EXPLORE THE MATERIAL
- 1) Copy the passage of the Dulaimi raid report that starts with "We have also" and goes on through "rejected the accusations.".
- 2) Carry on the Dulaimi raid report from the point where it stops.

PAGE TEXT
=-=-=
Iraqi security forces arrested dozens of people, including the son of a leading Sunni Arab politician, in a pre-dawn raid on Friday after a car rigged with explosives was found near the lawmaker's office.

The incident threatened to increase political tension across Iraq's sectarian divide at a time when violence has been falling dramatically in the country.

The Shi'ite-led government said Adnan al-Dulaimi, leader of the Accordance Front, the main Sunni Arab bloc, could be stripped of the immunity from prosecution he holds as a member of parliament if he was found to have links to car bombs.

No one is above the law. Dr Adnan al-Dulaimi has immunity, but this does not exempt him from questioning and accountability, government spokesman Ali al-Dabbagh said.

The case is very serious and the accusations against him are very serious. He has to prove his innocence. He will be called for questioning. If the charges against him are proven, his immunity will definitely be lifted.

Seven people were arrested on Thursday at Dulaimi's office and 29, including Dulaimi's son Mekki, were seized in a raid early on Friday at Dulaimi's house, said Brigadier General Qassim Moussawi, security spokesman for Baghdad.

We have also found quantities of weapons and uniforms of the army and police at the home of Dr. al-Dulaimi, he told Reuters. Dulaimi's bodyguards are suspected of having links to car bombs and killings. There are confessions against them.

Dulaimi rejected the accusations.

This is all not true. These are false accusations, Dulaimi told Reuters. We are the ones who are subject to terrorism.

The wreckage of a four-wheel drive vehicle could be seen on the road outside a charity run by Dulaimi next door to his main offices in Baghdad, where security forces detonated it after discovering it was rigged with explosives on Thursday.

Windows had been blown out of the charity building, which was covered with black smoke, and its main gate destroyed.

Some Iraqi officials have said a second car was also detonated in the area, but Iraqi Army Lieutenant Hussam Abdullah, at the scene, said there was only one.

Moussawi said the car bomb was found when security forces chased a suspected fugitive involved in a shooting into Dulaimi's compound. Dulaimi's party denied any link to bombs.
=-=-=
GIVEN INFORMATION
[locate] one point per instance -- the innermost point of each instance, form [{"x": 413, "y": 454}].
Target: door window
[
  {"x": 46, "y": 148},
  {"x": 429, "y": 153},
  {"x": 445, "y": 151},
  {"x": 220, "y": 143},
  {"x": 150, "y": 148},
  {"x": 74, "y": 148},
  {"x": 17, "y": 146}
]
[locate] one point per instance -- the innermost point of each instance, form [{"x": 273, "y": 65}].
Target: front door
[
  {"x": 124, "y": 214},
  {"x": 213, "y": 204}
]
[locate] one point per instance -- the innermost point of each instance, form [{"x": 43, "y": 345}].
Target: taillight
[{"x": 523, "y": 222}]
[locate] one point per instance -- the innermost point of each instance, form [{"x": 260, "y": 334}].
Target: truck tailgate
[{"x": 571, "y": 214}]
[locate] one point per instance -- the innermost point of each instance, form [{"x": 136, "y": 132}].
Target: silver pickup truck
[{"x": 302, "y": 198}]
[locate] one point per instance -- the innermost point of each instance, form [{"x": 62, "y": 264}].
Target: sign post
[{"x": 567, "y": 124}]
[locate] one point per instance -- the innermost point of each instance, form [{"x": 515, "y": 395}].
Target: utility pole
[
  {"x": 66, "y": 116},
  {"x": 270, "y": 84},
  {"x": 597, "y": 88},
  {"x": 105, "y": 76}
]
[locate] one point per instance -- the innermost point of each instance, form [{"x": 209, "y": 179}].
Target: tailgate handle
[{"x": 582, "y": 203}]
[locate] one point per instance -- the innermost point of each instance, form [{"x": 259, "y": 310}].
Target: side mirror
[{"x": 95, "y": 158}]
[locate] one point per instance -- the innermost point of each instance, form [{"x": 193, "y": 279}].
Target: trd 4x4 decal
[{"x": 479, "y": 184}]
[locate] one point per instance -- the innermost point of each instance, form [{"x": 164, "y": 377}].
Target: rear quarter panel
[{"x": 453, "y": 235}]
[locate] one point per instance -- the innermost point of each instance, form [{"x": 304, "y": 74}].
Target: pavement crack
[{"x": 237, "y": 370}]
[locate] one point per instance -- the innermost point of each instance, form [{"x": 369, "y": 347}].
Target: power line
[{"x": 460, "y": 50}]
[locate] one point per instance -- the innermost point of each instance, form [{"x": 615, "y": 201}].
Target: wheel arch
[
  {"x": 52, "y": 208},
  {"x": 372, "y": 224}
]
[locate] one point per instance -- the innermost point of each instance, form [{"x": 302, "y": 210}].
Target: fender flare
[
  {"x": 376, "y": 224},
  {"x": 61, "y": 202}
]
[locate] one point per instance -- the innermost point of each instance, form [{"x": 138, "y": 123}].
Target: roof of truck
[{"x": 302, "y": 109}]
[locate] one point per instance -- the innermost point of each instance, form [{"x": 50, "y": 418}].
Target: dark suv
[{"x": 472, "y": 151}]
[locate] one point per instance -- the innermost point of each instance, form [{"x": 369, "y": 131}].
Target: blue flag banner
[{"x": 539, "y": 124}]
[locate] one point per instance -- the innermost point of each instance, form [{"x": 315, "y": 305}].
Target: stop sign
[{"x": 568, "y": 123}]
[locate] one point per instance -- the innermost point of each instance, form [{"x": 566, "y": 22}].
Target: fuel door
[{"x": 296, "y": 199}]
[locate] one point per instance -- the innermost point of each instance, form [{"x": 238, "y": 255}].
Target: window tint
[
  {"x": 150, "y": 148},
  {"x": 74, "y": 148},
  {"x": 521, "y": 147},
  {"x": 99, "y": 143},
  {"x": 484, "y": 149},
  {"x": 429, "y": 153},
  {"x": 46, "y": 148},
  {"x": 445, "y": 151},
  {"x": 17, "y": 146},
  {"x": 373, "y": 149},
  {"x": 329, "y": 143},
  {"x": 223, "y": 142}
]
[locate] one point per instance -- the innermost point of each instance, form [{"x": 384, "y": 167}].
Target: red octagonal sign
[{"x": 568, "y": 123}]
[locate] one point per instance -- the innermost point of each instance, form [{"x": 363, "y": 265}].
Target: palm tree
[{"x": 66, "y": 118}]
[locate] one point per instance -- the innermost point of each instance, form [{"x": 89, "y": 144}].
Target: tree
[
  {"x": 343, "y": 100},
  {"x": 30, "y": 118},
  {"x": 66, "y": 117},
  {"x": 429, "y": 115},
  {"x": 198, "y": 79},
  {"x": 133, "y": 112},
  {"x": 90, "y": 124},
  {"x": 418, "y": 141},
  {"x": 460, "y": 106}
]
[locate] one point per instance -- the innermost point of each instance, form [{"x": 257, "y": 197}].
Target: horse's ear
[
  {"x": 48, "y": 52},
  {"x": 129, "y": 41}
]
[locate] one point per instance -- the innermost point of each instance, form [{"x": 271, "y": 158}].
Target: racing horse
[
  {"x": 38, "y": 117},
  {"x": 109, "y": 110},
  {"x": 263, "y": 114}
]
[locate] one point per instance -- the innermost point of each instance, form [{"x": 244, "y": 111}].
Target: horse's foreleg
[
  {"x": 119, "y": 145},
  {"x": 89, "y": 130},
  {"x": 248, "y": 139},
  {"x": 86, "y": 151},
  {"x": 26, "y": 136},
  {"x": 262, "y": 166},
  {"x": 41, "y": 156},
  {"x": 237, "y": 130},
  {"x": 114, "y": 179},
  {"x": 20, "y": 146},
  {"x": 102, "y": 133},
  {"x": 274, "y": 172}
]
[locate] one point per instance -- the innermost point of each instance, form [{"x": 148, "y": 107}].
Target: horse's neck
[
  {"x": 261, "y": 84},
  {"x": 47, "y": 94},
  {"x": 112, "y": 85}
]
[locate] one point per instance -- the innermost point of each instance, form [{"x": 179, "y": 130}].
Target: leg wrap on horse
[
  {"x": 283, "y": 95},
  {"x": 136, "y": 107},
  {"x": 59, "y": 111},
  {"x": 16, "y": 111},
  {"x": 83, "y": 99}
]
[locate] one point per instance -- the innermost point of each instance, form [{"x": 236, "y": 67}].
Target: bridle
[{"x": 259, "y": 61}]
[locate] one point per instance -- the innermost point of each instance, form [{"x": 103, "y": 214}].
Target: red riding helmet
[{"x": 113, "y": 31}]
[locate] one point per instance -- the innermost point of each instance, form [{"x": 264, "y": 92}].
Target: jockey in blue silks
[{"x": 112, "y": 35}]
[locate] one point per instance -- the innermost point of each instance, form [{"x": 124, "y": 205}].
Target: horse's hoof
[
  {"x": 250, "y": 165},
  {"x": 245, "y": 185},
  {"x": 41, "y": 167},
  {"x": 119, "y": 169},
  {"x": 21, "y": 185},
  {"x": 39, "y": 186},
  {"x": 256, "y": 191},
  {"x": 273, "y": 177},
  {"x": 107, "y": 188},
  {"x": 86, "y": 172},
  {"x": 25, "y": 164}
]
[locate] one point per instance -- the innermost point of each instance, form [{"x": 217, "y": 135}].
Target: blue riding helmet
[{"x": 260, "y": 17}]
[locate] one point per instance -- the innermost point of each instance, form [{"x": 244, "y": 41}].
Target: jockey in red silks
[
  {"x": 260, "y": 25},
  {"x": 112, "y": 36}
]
=-=-=
RESULTS FOR EACH TASK
- 1)
We have also found quantities of weapons and uniforms of the army and police at the home of Dr. al-Dulaimi, he told Reuters. Dulaimi's bodyguards are suspected of having links to car bombs and killings. There are confessions against them.

Dulaimi rejected the accusations.

- 2)
Dr. Adnan al-Dulaimi has been subject to ferocious attacks to distort his reputation, his party said in a statement.

The party said 53 people had been detained.


Two Iraqi armoured vehicles were parked outside Dulaimi's office compound. U.S. Lieutenant Brent Slough said American forces in the area were working with Iraqi troops to keep order.

Iraq has seen a sharp reduction in violence over the past few months, but politicians remain divided on sectarian lines. Iraqi authorities have accused members of Dulaimi's entourage of links with militants in the past.

Dulaimi's bloc quit Prime Minister Nuri al-Maliki's government in August and has so far rejected efforts to lure it back, saying it wants a greater say in security policy.

Dabbagh also said on Friday that Maliki had written to U.S. President George W. Bush asking him to order the handover of three former officials, including Saddam Hussein's cousin Ali Hassan al-Majeed, known as Chemical Ali, for execution.

Maliki's government says it has the authority to execute the officials, who were convicted of genocide for their roles in a campaign against Kurds in 1988.

But President Jalal Talabani, a Kurd, and Vice President Tareq al-Hashemi, a Sunni Arab, have said they must approve any such decision. Hashemi has threatened to resign if the execution goes ahead without a presidential decree.

The U.S. military has said it will hand over the men only when it receives an authoritative government of Iraq request.